• WORK TASK: Count up the lines below where the word "white" shows up, and respond with the number alone.

• SOURCE DATA:
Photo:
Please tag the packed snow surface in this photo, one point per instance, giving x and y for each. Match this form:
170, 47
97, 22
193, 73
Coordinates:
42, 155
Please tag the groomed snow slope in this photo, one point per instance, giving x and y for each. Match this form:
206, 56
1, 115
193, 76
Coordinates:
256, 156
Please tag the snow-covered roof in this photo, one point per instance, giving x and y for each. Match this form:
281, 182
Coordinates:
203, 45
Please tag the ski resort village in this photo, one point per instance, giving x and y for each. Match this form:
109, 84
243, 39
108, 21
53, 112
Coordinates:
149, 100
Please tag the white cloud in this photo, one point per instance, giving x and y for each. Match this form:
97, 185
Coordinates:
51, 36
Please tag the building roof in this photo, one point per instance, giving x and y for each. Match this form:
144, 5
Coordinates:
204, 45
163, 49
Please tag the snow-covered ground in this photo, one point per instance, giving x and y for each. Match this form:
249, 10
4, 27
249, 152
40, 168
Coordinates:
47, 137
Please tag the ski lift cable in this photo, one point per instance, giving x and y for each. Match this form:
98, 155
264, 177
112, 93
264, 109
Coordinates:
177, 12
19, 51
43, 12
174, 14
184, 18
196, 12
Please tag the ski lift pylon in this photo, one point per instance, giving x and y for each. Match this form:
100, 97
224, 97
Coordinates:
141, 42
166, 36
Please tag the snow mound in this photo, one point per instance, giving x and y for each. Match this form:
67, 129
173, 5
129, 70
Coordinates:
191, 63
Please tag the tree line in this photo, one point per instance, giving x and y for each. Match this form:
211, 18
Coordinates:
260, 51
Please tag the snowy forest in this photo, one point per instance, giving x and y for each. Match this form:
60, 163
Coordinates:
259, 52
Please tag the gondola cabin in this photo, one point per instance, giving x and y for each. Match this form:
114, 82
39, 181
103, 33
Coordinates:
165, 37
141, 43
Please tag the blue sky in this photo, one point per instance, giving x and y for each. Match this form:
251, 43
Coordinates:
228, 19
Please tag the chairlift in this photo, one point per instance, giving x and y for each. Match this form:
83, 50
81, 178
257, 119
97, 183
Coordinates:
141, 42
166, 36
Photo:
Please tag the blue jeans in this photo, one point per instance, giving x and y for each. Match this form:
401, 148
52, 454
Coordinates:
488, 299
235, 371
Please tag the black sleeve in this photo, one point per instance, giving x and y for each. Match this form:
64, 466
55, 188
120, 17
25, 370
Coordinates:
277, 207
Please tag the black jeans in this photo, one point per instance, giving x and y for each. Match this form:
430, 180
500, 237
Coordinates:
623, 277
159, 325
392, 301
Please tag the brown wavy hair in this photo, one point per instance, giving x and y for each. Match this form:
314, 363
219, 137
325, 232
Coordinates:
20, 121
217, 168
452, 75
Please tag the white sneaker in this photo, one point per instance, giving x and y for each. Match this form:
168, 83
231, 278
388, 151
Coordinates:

• SOLUTION: 2